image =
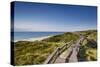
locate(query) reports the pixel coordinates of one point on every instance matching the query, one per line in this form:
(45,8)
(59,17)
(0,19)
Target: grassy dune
(88,50)
(27,53)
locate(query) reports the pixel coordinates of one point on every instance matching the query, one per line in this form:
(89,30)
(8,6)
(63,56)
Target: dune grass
(27,53)
(88,50)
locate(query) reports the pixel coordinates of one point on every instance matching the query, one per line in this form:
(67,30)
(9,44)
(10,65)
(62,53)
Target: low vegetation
(36,52)
(88,49)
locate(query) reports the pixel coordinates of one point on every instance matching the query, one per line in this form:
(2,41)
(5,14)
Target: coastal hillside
(36,52)
(88,49)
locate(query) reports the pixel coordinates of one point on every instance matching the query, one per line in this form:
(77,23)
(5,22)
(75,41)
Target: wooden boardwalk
(68,55)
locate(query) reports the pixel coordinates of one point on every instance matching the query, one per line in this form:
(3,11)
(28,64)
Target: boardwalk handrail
(51,58)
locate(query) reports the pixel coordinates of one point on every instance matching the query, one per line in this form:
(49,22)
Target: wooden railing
(57,52)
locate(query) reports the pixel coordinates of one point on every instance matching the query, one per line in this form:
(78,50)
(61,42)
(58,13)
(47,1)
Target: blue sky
(51,17)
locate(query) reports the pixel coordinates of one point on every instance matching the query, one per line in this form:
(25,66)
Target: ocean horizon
(28,35)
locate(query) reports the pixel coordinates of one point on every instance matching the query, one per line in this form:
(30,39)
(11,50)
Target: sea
(26,35)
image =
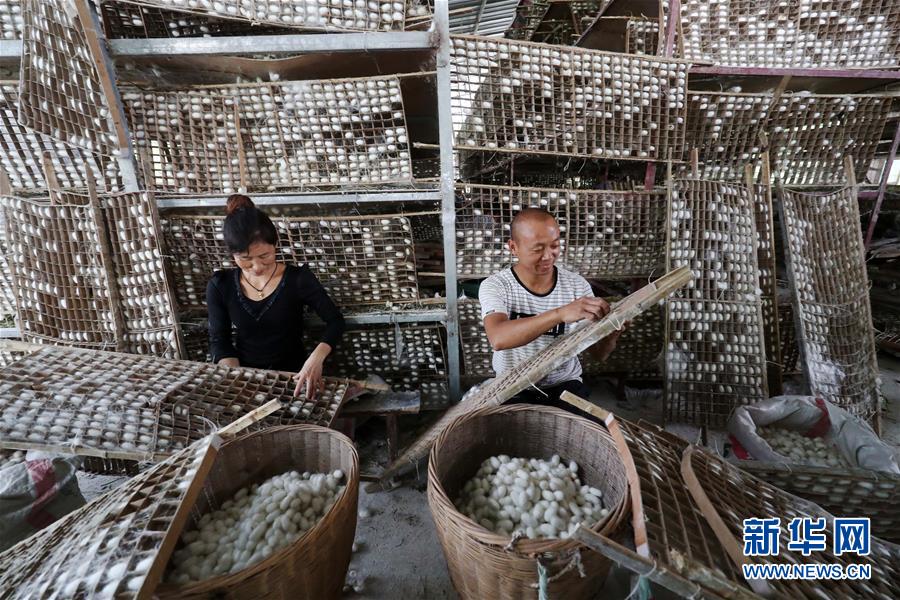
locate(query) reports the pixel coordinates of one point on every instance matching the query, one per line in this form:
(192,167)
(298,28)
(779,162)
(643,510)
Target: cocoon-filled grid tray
(809,135)
(832,311)
(274,136)
(133,407)
(116,546)
(774,33)
(64,89)
(715,347)
(527,98)
(22,149)
(88,271)
(326,15)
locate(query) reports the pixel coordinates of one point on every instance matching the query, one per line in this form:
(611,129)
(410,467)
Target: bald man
(527,306)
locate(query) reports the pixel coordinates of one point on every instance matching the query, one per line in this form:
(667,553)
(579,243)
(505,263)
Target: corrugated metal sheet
(483,17)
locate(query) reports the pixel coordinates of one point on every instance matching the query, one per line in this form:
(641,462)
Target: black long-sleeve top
(269,331)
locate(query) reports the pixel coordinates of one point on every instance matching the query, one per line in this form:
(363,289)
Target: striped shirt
(504,293)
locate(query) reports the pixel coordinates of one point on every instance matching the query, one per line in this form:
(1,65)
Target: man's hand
(311,372)
(592,309)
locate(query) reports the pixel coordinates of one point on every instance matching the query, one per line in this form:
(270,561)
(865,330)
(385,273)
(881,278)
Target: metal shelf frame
(297,198)
(436,40)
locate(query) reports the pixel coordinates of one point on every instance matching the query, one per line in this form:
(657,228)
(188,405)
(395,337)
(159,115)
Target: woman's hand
(311,373)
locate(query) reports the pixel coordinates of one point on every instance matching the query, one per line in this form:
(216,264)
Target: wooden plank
(384,404)
(109,267)
(254,416)
(661,573)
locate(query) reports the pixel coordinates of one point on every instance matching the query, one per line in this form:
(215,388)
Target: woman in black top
(264,300)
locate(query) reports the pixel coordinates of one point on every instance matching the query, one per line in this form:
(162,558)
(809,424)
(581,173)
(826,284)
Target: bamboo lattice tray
(528,98)
(62,88)
(476,349)
(136,407)
(118,545)
(638,351)
(509,383)
(715,347)
(604,234)
(729,495)
(408,357)
(673,521)
(361,261)
(809,135)
(325,15)
(21,152)
(641,36)
(7,295)
(771,33)
(11,21)
(88,272)
(768,283)
(317,134)
(832,311)
(126,20)
(844,492)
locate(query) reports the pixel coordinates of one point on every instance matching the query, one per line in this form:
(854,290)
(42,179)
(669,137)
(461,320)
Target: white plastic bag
(34,494)
(813,417)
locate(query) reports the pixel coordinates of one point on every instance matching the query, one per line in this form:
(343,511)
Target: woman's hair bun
(236,202)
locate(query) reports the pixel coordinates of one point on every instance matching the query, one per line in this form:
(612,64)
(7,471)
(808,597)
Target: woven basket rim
(762,465)
(198,587)
(525,546)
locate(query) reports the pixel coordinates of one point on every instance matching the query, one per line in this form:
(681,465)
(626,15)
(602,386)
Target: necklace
(259,291)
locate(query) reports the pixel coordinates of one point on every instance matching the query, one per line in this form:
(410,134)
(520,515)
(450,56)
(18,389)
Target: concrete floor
(399,555)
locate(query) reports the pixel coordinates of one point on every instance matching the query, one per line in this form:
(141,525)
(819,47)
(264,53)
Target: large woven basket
(480,565)
(844,492)
(315,565)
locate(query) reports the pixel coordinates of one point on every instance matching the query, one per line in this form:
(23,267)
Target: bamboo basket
(480,564)
(315,565)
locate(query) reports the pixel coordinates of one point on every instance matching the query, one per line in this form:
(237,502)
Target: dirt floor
(398,553)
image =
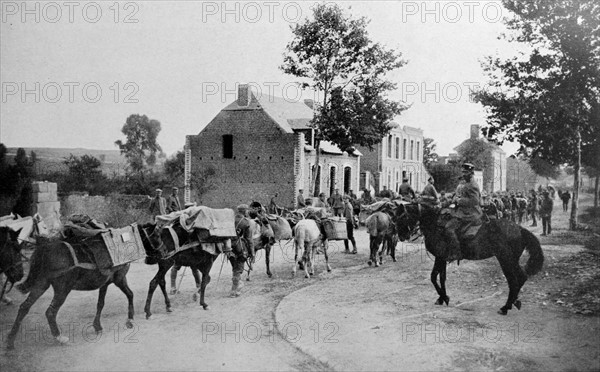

- _Exercise_:
Give the entries above again word for word, without the pictures.

- _Written solution_:
image =
locate(query) reports the pixel coordinates of one point on every instance matching the query, one per line in this form:
(45,8)
(59,17)
(0,19)
Target: grassy dune
(88,50)
(27,53)
locate(query) reports the pixel coordinates of one point on every instance matching the query, one per line in this form:
(89,30)
(8,6)
(63,56)
Target: dune grass
(27,53)
(88,50)
locate(query) reports the pixel coordinates of one point on every instance matching the query, one per line in this form:
(67,30)
(9,44)
(10,65)
(62,53)
Target: low vegetation
(36,52)
(88,49)
locate(query) reports the pixel coordinates of one point on every instance matching the query, one per line in this form:
(2,41)
(5,14)
Target: coastal hillside
(36,52)
(88,49)
locate(query) reports the pixel coordinates of one point on every instance matching the query, one per line in this form:
(77,23)
(5,22)
(75,41)
Target: wooden boardwalk
(68,55)
locate(query) reports the pixel coordinates of one point on every instance matching the query, one per line in this form:
(3,11)
(28,64)
Target: boardwalk handrail
(51,58)
locate(query) reports the pixel coordinates of one point on every instance matching the query, one per line in this form:
(49,22)
Target: wooden railing
(57,52)
locate(query) reports the pixel coordinates of one point on every instance matching the query, one per line in this form:
(78,50)
(61,42)
(58,13)
(47,1)
Target: blue sky
(51,17)
locate(query) reports the pixel coordinates of one point on every instance matching the query, one per line in this form:
(25,66)
Target: ocean horizon
(28,35)
locate(query) reports the pixel coordinates of one point on every instance matching the query, one per line in this form:
(30,39)
(11,50)
Target: sea
(26,35)
image =
locate(query) reports the pixel coordinates of one point on every instance matching the query, one per line in this form:
(192,167)
(298,28)
(779,162)
(643,510)
Target: cocoon-filled grid tray
(809,135)
(832,311)
(274,136)
(133,407)
(116,546)
(774,33)
(64,89)
(715,347)
(527,98)
(22,149)
(88,271)
(326,15)
locate(query) reports the pixel coordinates of one point on every instance matching the query, one per line in this form:
(611,129)
(410,467)
Target: bald man
(527,306)
locate(query) reports the pixel coordinates of one point on every instance matching the query, one per line in this form:
(667,553)
(579,243)
(505,263)
Target: corrugated metal sheet
(483,17)
locate(query) reports the pixel coordinates of one point on every instance matching the query, one per line in this form:
(641,462)
Target: black long-sleeve top
(269,331)
locate(query) reports the pixel coordinates of one point on every instance matching the query, one per line in this form:
(363,289)
Target: striped shirt
(504,293)
locate(query) reports the pixel coordinates of one point on every instance matching the query, one per line in this form:
(1,65)
Target: man's hand
(311,372)
(592,309)
locate(query) reports the pixel coordinates of one point on every instance matching the query, one per line in this form:
(270,561)
(865,330)
(385,273)
(881,278)
Target: metal shelf frame
(297,198)
(436,40)
locate(query) reports the pixel coordinates of one point on every instance matching the query, one per line in this form:
(657,228)
(188,405)
(395,337)
(159,115)
Target: woman's hand
(311,373)
locate(query) reports the pixel coordinates of one point on every instance matching the query, one per line in this form:
(216,264)
Target: wooden plank
(384,404)
(109,267)
(254,416)
(661,573)
locate(query) reports the pixel coordinates of one point on every instance matching the query, one per line in this form:
(215,388)
Target: woman in black top
(264,300)
locate(query) reports the pixel coordinates of one point on every instance matching the query, one per line in this form:
(162,558)
(809,424)
(581,173)
(826,284)
Target: bamboo lattice tray
(528,98)
(62,88)
(476,349)
(136,407)
(118,545)
(638,351)
(509,383)
(715,347)
(604,234)
(729,495)
(408,357)
(673,521)
(361,261)
(809,135)
(325,15)
(21,152)
(641,36)
(7,295)
(771,33)
(11,21)
(88,272)
(768,283)
(317,134)
(832,311)
(126,20)
(844,492)
locate(query) reports the pixel coordinates of one point on every instance matching the query, one per line in this form:
(854,290)
(42,179)
(669,137)
(461,320)
Target: white plastic bag
(34,494)
(813,417)
locate(query) reports the pixel coordinates of one point on every instance matching the query, one per line in this form:
(343,511)
Target: woman's hair bun
(236,202)
locate(query) reports the pixel coordinates of one point on every instance matching the query, one per line in this form:
(612,64)
(7,471)
(808,597)
Target: woven basket rim
(762,465)
(198,587)
(525,546)
locate(query) reports the pixel coordinates of one point on every instance matching the query, one per line in this form:
(681,465)
(626,15)
(602,386)
Target: necklace
(259,291)
locate(query) reports the pixel coordinates of one point on every instance matching the query, one per line in this form:
(410,134)
(520,515)
(450,56)
(18,389)
Target: concrete floor
(399,555)
locate(query) reports the pixel coordinates of one point on every instance matching the query, one per line in this form:
(141,525)
(819,47)
(264,53)
Target: large woven basket
(480,565)
(844,492)
(315,565)
locate(query) reports the pixel coordinates of one point on every instance matching the query, one per line in this form:
(23,267)
Target: bamboo basket
(480,564)
(315,565)
locate(query) reports the pixel coordinates of one point on every instance matching the query, one per line in this form:
(237,502)
Target: dirt floor
(398,553)
image =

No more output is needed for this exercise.